■ What you are asked to do: Return the entries below in their exact form, leaving the pictures out.

☆ ☆ ☆

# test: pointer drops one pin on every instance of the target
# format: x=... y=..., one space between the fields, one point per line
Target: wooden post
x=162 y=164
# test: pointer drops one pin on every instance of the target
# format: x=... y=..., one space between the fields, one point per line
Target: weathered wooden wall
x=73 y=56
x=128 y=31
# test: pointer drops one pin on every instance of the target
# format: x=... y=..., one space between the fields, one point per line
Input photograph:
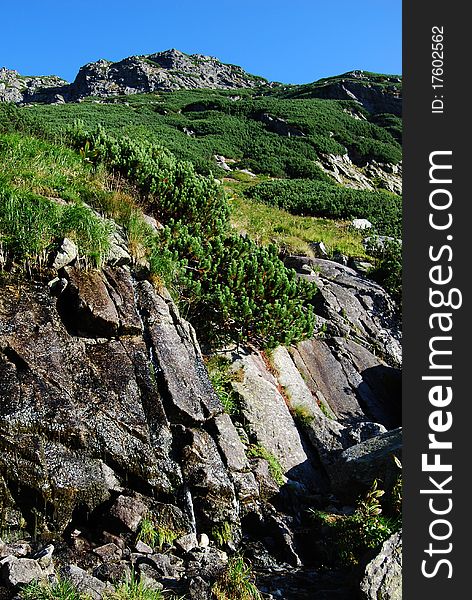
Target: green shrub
x=30 y=226
x=316 y=198
x=156 y=534
x=62 y=589
x=351 y=536
x=230 y=288
x=222 y=533
x=237 y=582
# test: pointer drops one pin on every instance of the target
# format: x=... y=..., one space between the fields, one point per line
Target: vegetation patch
x=320 y=199
x=155 y=534
x=237 y=582
x=347 y=538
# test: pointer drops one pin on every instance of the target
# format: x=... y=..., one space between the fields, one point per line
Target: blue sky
x=293 y=42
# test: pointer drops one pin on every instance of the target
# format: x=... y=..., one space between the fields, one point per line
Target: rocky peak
x=164 y=71
x=16 y=88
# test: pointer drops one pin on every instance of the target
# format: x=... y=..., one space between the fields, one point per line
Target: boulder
x=213 y=494
x=87 y=306
x=65 y=255
x=360 y=465
x=129 y=512
x=355 y=307
x=118 y=254
x=349 y=382
x=189 y=397
x=268 y=419
x=85 y=583
x=108 y=552
x=187 y=542
x=383 y=575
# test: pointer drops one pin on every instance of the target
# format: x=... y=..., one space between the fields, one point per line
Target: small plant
x=134 y=588
x=325 y=410
x=88 y=153
x=222 y=533
x=154 y=534
x=351 y=536
x=221 y=376
x=237 y=582
x=275 y=468
x=61 y=589
x=302 y=415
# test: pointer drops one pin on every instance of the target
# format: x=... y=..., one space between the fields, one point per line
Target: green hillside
x=79 y=170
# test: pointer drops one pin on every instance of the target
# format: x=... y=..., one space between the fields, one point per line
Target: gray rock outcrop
x=383 y=575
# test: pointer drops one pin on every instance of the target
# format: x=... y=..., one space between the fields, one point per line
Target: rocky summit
x=200 y=335
x=174 y=70
x=162 y=71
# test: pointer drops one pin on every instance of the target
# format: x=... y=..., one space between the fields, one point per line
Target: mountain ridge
x=172 y=70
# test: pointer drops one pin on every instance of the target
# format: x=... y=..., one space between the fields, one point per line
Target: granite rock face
x=162 y=71
x=108 y=419
x=383 y=575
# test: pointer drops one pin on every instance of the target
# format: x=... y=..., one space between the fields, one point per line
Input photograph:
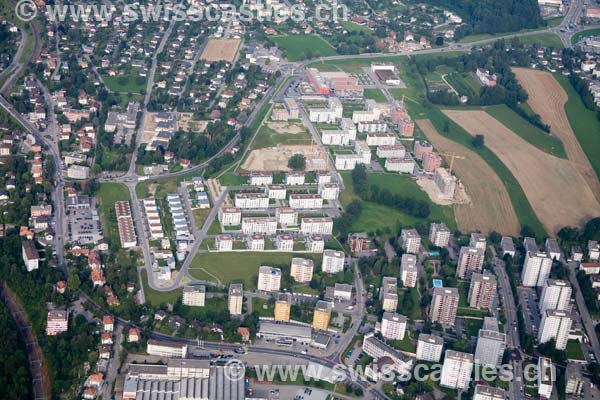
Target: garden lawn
x=298 y=47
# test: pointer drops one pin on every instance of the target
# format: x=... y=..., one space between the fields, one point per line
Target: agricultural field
x=131 y=83
x=546 y=142
x=378 y=217
x=538 y=173
x=220 y=50
x=241 y=266
x=491 y=208
x=548 y=98
x=299 y=47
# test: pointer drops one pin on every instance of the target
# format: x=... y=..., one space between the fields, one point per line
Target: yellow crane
x=453 y=156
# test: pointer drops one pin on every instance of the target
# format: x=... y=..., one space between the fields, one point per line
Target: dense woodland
x=493 y=16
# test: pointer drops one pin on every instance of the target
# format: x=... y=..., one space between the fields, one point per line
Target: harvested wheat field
x=220 y=50
x=557 y=192
x=490 y=208
x=276 y=158
x=548 y=99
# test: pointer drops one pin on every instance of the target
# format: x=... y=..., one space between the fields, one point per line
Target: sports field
x=490 y=208
x=241 y=266
x=548 y=99
x=548 y=182
x=300 y=47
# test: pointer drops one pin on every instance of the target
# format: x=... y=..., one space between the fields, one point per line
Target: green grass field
x=587 y=33
x=375 y=94
x=132 y=83
x=378 y=217
x=532 y=134
x=240 y=266
x=107 y=195
x=543 y=39
x=584 y=123
x=298 y=47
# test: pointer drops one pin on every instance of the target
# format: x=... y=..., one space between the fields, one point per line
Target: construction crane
x=452 y=156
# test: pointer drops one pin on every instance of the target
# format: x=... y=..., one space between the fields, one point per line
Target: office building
x=444 y=305
x=429 y=347
x=482 y=291
x=457 y=369
x=470 y=260
x=536 y=269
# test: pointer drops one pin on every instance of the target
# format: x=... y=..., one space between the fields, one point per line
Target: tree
x=478 y=141
x=297 y=162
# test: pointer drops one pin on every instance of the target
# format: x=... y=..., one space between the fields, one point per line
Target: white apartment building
x=546 y=377
x=333 y=261
x=388 y=294
x=269 y=279
x=429 y=347
x=235 y=298
x=470 y=260
x=555 y=325
x=411 y=241
x=404 y=165
x=194 y=295
x=166 y=349
x=393 y=326
x=224 y=243
x=285 y=242
x=391 y=151
x=329 y=191
x=477 y=241
x=251 y=200
x=482 y=290
x=302 y=269
x=444 y=305
x=255 y=242
x=457 y=369
x=57 y=322
x=381 y=139
x=315 y=243
x=230 y=216
x=306 y=200
x=439 y=234
x=556 y=295
x=261 y=178
x=294 y=178
x=536 y=269
x=264 y=225
x=286 y=216
x=277 y=192
x=485 y=392
x=490 y=348
x=408 y=270
x=319 y=225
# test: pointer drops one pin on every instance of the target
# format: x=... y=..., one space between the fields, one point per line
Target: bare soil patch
x=548 y=99
x=490 y=208
x=557 y=192
x=220 y=50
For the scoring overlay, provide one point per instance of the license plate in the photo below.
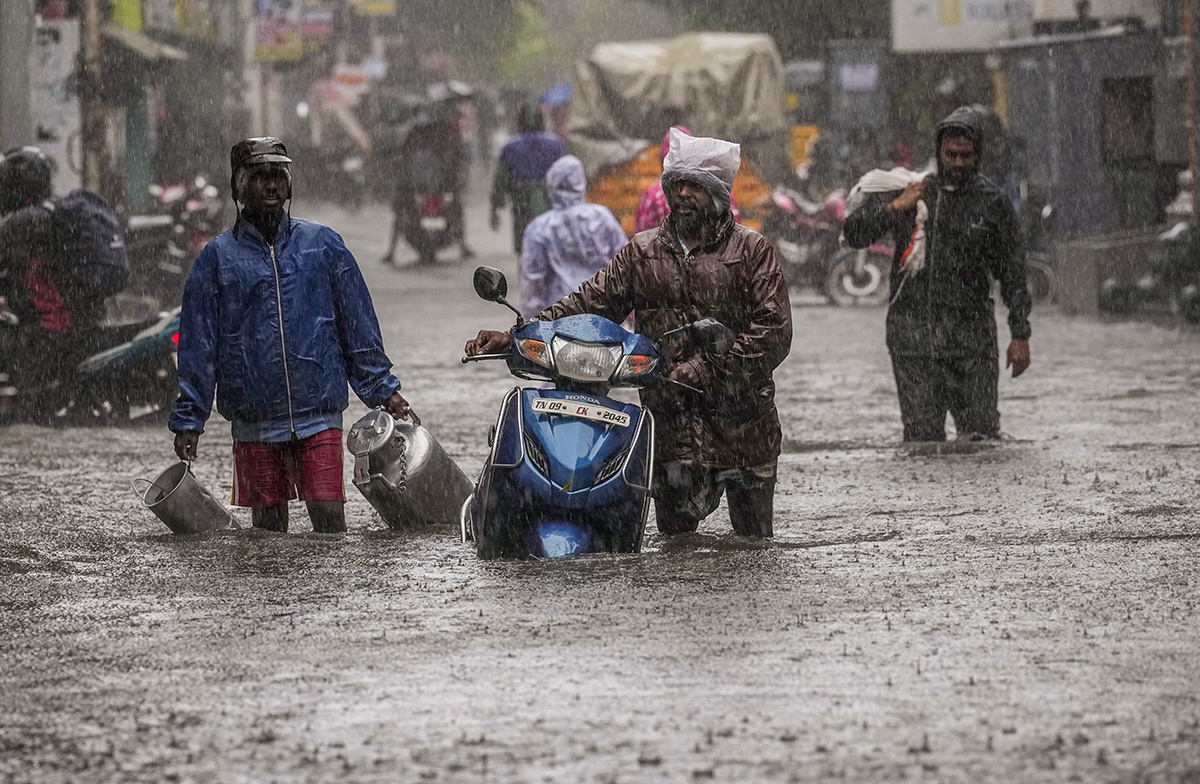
(583, 411)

☆ ☆ ☆

■ Answer for this exercise:
# test: pointer drops one pin on every instance of the target
# format: x=... y=..., one space between the fields, one point per line
Target: wooden post
x=162 y=164
# test: pointer drops one pin on every instance of the target
# format: x=... y=..., one space between the fields, one point per line
Target: weathered wooden wall
x=73 y=56
x=128 y=31
# test: pointer drops one pin on every instance of the target
# format: x=... y=..., one space between the fields, one point per line
Input photograph:
Target: green shrub
x=30 y=226
x=316 y=198
x=156 y=534
x=62 y=589
x=351 y=536
x=230 y=288
x=222 y=533
x=237 y=582
# test: pointer drops one pin on every instance of the target
# format: x=... y=..., one space between the fields, one point per line
Target: vegetation patch
x=320 y=199
x=155 y=534
x=237 y=582
x=347 y=538
# test: pointer drops one pin on every instance of the target
# format: x=... y=..., one space between the fields, one point per line
Target: blue sky
x=293 y=42
# test: pointer drops one pin on every instance of the target
# format: x=... y=..., one space between the fields, one point per line
Target: rocky peak
x=164 y=71
x=16 y=88
# test: pointer drops one pin on every instance of the target
# format: x=... y=..., one space between the fields, one point per line
Target: boulder
x=213 y=494
x=87 y=306
x=65 y=255
x=360 y=465
x=129 y=512
x=355 y=307
x=118 y=254
x=349 y=382
x=189 y=397
x=268 y=419
x=85 y=583
x=108 y=552
x=187 y=542
x=383 y=575
# test: pointer drops one pin on every instance of the target
# format: x=... y=..., one space between the fields, one point per line
Target: small plant
x=134 y=588
x=325 y=410
x=88 y=153
x=222 y=533
x=154 y=534
x=351 y=536
x=221 y=376
x=237 y=582
x=275 y=468
x=61 y=589
x=302 y=415
# test: pointer drops one pin on every instance of the target
# format: x=... y=..., one space between the fields, one point per line
Target: green hillside
x=79 y=170
# test: pointer drops one pin on every instance of the target
# format: x=... y=..., one space between the fields, one point per line
Target: gray rock outcrop
x=383 y=575
# test: pointer drops one pin on every instance of the target
# format: x=... y=..., one space between the fields, one point per line
Target: rocky summit
x=200 y=335
x=174 y=70
x=162 y=71
# test: pointer drops one pin on every instance of the target
# format: x=... y=..., one space between the fields, one point per line
Target: mountain ridge
x=172 y=70
# test: pointer drops one pin on every instance of the target
# format: x=... y=..., one space between the fields, one point per line
Target: granite rock face
x=162 y=71
x=108 y=419
x=383 y=575
# test: pointer drops one pin on every instance of the target
# format: x=... y=..., one space between the fields, one point per line
Input photograph:
Target: garden lawn
x=298 y=47
# test: pointer drops one pin on every instance of the target
# format: x=... y=..., one space between the fields, one point per line
Target: agricultural field
x=131 y=83
x=546 y=142
x=378 y=217
x=538 y=173
x=220 y=50
x=241 y=266
x=491 y=208
x=548 y=98
x=299 y=47
# test: pointer drops one pin on every instance of the target
# format: x=... y=..., one space between the fields, one point per line
Target: yellow crane
x=453 y=156
# test: pointer drops one pin on every instance of the target
# format: x=... y=..., one space between the fields, one point per line
Target: dense woodland
x=493 y=16
# test: pointer drops one pin on every instance of the target
# format: x=... y=..., one space between the fields, one point per line
Target: harvested wheat field
x=220 y=50
x=557 y=192
x=490 y=208
x=276 y=158
x=548 y=99
# test: pointer drops one pin on every instance of the target
# format: x=... y=..., one space between the fields, one point per line
Target: sports field
x=490 y=208
x=241 y=266
x=548 y=99
x=548 y=182
x=300 y=47
# test: pointer drops one pin on every instance of the target
# format: x=... y=..., one space between the fields, one point per line
Target: green grass field
x=587 y=33
x=375 y=94
x=132 y=83
x=378 y=217
x=532 y=134
x=240 y=266
x=107 y=195
x=543 y=39
x=584 y=123
x=298 y=47
# test: pointer drops one pin on every instance of the target
# format: x=... y=..., one space between the fields, one point per line
Target: construction crane
x=452 y=156
# test: pointer drops one pin on every instance of the target
# format: x=... y=..., one space between the fields, one point per line
Target: office building
x=444 y=305
x=429 y=347
x=482 y=291
x=457 y=369
x=470 y=260
x=536 y=269
# test: pointer drops one pin on every instance of the target
# format: x=... y=..., one space between the fields, one point per line
Target: tree
x=478 y=141
x=297 y=162
# test: pointer drops one pin on every instance of the target
# format: x=... y=..., one space between the fields, one point per line
Target: white apartment building
x=546 y=377
x=333 y=261
x=388 y=294
x=269 y=279
x=429 y=347
x=235 y=298
x=470 y=260
x=555 y=325
x=411 y=241
x=404 y=165
x=194 y=295
x=166 y=349
x=393 y=326
x=224 y=243
x=285 y=242
x=391 y=151
x=329 y=191
x=477 y=241
x=251 y=200
x=482 y=290
x=302 y=269
x=444 y=305
x=255 y=242
x=457 y=369
x=57 y=322
x=381 y=139
x=315 y=243
x=230 y=216
x=306 y=200
x=439 y=234
x=556 y=295
x=261 y=178
x=294 y=178
x=536 y=269
x=264 y=225
x=286 y=216
x=277 y=192
x=485 y=392
x=490 y=348
x=408 y=270
x=319 y=225
# test: pointer drops one pin on every instance of the target
# format: x=... y=..., one space between the fields, one point per line
Target: bare soil patch
x=548 y=99
x=490 y=208
x=557 y=192
x=220 y=50
For the scoring overlay, provide one point per instance of the license plate in the photo below.
(583, 411)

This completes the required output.